- _TASK GOAL_:
Swap every "Target" in the records below for "Object" and write them out again with nothing else altered. Leave the pictures out.

- _SUPPLIED MATERIAL_:
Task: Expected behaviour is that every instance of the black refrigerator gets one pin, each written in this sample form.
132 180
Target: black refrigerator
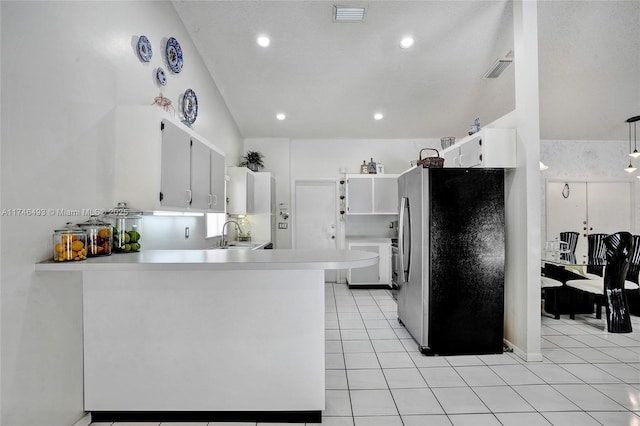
451 242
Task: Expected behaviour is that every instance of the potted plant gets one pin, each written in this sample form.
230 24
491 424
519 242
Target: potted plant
253 161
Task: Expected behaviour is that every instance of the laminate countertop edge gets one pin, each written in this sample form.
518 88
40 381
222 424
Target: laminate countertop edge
218 260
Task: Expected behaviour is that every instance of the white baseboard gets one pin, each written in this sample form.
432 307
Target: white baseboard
84 420
529 357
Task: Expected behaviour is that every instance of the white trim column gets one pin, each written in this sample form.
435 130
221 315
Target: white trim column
522 289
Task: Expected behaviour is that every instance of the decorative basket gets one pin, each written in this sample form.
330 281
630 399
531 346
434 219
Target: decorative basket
433 162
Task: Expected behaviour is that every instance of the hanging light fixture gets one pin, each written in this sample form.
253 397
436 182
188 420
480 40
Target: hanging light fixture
635 153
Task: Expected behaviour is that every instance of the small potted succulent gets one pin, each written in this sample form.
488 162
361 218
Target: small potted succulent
253 161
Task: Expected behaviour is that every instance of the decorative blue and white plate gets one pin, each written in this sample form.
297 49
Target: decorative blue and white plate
144 49
174 55
190 106
161 76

- _THE RESULT_:
Task: Expected behaviour is that every instance of the black refrigerator gets one pin, each written in this sample form.
132 180
Object: black refrigerator
451 242
Task: Expected behaviour is that every instance of the potted plant gets one pin, each written in this sample form.
230 24
491 424
519 242
Object: potted plant
253 161
Task: Expected behaviour is that every instance of the laminate countertop edge gets one pin, each written in this sample form.
518 88
40 381
222 424
Object: laminate countertop edge
218 260
Task: Expected behaviour is that every instance of the white baseboard gets one pin, each written in this sample form.
432 307
Object: white baseboard
84 420
529 357
Task: Expected behaviour is that every instance of the white trim column gets one pin, each written in this sample form.
435 130
221 315
Object: white trim column
522 289
Task: Expected behaviour is that every instance of the decorative basket gets one pin, each written in this sample form.
330 281
630 399
531 346
434 219
Object: decorative basket
433 162
Task: Expected behaviour is that every instance of the hanging light fixture gets one pin, each written in this sample form.
253 397
436 182
188 420
480 40
Object: hanging light fixture
635 153
Task: Expected behaviour is that every instance of the small potted succulent gets one pin, each written in this sample form.
488 162
361 218
Object: small potted succulent
253 161
Task: Expected behaviour is that every instance of the decorative blue and white plate gets one pin, each written in this sample form.
297 49
Object: decorative blue and white plate
144 49
174 55
190 106
161 76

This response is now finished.